▶ [DOCUMENT]
+++++

Wrong use of asymptotic notation in the Multi-dimensional Arrays page

I’m learning Julia and, reading the documentations in the past days, I wrote down few comments on typos, unclear sentences, etc. I’m new to the community and I’m unsure whether I should directly open an issue on GitHub, and/or create a pull request.

For example, in the third sentence of the second paragraph of the Implementation section of the Multi-dimensional Arrays documentation page it is written

It is recommended that these operations have nearly constant time complexity, or technically Õ(1) complexity, as otherwise some array functions may be unexpectedly slow.

AFAIK, Õ(1) is quite an abuse of notation, since \tilde O(f(n)) := O(f(n)\textrm{polylog}(f(n))), that is O(f(n)) up to polylogarithms of f(n) (see e.g. Wikipedia), while here it is used as if it meant up to polylogarithms of n.

I do think it should say O(\text{polylog}(n)) or \cup_{\epsilon > 0} O(n^\epsilon) to be clearer, and to be honest this is the first time seeing the soft O notation, so I am not as certain if it is commonly used.

+++++

▶ [GIVEN DATA]
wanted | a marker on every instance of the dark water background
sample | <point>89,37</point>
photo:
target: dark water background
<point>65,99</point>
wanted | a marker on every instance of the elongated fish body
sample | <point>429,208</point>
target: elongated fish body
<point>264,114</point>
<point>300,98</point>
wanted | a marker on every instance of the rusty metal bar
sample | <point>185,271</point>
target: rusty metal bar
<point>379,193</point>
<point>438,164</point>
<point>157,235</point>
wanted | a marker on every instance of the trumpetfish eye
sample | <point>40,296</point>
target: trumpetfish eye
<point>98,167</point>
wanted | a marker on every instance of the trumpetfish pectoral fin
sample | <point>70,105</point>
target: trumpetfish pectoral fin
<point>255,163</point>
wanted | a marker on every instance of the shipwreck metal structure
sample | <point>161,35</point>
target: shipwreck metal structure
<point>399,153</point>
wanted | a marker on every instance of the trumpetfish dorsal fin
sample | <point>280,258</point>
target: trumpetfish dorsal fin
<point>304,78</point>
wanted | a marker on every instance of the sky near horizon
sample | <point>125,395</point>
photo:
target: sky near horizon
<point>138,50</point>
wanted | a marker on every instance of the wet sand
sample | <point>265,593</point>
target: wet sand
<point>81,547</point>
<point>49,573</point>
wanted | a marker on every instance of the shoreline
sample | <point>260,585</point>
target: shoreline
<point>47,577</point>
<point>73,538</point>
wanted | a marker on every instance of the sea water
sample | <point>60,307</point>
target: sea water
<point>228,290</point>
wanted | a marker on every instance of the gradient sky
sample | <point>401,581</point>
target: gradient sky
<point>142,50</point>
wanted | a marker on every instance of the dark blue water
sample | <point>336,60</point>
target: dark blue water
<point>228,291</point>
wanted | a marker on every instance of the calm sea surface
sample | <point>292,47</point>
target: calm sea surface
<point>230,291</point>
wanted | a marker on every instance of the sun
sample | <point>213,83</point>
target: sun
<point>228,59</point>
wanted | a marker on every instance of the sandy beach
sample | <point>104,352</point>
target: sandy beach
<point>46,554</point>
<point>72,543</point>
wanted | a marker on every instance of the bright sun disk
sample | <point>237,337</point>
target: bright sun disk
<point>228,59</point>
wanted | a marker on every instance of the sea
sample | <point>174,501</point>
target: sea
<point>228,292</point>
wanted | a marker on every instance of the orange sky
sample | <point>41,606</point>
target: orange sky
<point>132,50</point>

+++++

▶ [WRITTEN REQUEST] Repeat everything in the post about asymptotic notation from "It is recommended" down to "polylogarithms of n.".

▶ [THE SOLUTION]
It is recommended that these operations have nearly constant time complexity, or technically Õ(1) complexity, as otherwise some array functions may be unexpectedly slow.

AFAIK, Õ(1) is quite an abuse of notation, since \tilde O(f(n)) := O(f(n)\textrm{polylog}(f(n))), that is O(f(n)) up to polylogarithms of f(n) (see e.g. Wikipedia), while here it is used as if it meant up to polylogarithms of n.